_Task A_
Extract every line in the entries below that contains the word "metal".

_Text segment_
(begin)
Chasing an Olympic Trials Qualifier at California International Marathon
It may be the 2018 USATF Marathon Championships, but my camera isn’t the least bit interested in the race at the front of the pack. It’s only focused on the women about fifteen minutes back from those racing for national glory. You see, back here, we are going to witness nurses, insurance agents, television producers, and women from all over America chase an Olympic Trials Qualifying (OTQ) B standard.
That is the goal for countless women toeing the line on this perfectly cool and calm Sunday morning 42.2 km's north east of the state capital in downtown Sacramento, CA. A line that is less than a mile from the Folsom Dam holding back 1.205 cubic KM’s of water from flooding the California International Marathon (CIM) course with the same amount of collective energy that taper time has bottled up in these runners.
Two hours and forty five minutes of camaraderie, shared support, and good old fashioned teamwork. My camera isn’t watching a race unfold, it’s watching magic explode with every step from this powerful group of women, as they work together to earn a spot at the Olympic Trials in Atlanta.
(end)
_Task B_
Output the whole marathon article above, unchanged and word for word.

_Location labeling entries_
(begin)
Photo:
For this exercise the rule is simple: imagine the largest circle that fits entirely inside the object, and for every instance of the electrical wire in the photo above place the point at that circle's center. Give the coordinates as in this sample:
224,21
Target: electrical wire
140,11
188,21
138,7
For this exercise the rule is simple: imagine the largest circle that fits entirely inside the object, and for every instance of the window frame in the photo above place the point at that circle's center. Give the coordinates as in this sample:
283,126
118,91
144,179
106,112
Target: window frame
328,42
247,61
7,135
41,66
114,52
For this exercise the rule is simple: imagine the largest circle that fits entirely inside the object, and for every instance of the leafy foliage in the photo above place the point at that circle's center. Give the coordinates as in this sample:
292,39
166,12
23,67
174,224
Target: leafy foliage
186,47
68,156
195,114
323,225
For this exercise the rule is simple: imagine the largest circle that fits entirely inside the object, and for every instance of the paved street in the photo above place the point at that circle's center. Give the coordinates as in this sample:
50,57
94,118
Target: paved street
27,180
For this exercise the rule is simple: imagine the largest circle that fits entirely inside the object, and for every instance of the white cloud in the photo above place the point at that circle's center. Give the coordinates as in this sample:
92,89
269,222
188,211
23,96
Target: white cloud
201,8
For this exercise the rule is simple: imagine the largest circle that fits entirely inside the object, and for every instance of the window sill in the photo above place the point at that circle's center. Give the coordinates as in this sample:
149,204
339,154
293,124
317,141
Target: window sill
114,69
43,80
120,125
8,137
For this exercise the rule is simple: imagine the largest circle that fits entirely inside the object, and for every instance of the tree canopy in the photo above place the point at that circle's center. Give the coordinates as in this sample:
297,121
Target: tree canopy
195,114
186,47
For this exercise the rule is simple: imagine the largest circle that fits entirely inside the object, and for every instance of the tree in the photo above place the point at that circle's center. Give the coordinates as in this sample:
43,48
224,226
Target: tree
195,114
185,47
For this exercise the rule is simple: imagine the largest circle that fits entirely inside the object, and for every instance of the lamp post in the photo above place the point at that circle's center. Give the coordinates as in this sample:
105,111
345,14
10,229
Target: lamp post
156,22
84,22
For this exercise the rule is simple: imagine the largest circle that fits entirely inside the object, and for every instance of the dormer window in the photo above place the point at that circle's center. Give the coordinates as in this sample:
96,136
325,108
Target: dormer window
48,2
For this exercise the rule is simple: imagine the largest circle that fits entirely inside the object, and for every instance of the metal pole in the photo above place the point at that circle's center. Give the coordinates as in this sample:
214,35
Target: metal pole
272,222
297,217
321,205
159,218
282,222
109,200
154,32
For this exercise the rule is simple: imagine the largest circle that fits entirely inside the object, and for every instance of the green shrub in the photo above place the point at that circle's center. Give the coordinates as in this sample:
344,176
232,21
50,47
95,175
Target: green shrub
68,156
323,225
(end)
_Task output A_
For this exercise the rule is simple: imagine the largest circle that fits entirely inside the object, and for every instance of the metal pole in the photo above place the point at that circle's center. Give the coordinates as in this sample:
Target: metal pole

_Task output B_
Chasing an Olympic Trials Qualifier at California International Marathon
It may be the 2018 USATF Marathon Championships, but my camera isn’t the least bit interested in the race at the front of the pack. It’s only focused on the women about fifteen minutes back from those racing for national glory. You see, back here, we are going to witness nurses, insurance agents, television producers, and women from all over America chase an Olympic Trials Qualifying (OTQ) B standard.
That is the goal for countless women toeing the line on this perfectly cool and calm Sunday morning 42.2 km's north east of the state capital in downtown Sacramento, CA. A line that is less than a mile from the Folsom Dam holding back 1.205 cubic KM’s of water from flooding the California International Marathon (CIM) course with the same amount of collective energy that taper time has bottled up in these runners.
Two hours and forty five minutes of camaraderie, shared support, and good old fashioned teamwork. My camera isn’t watching a race unfold, it’s watching magic explode with every step from this powerful group of women, as they work together to earn a spot at the Olympic Trials in Atlanta.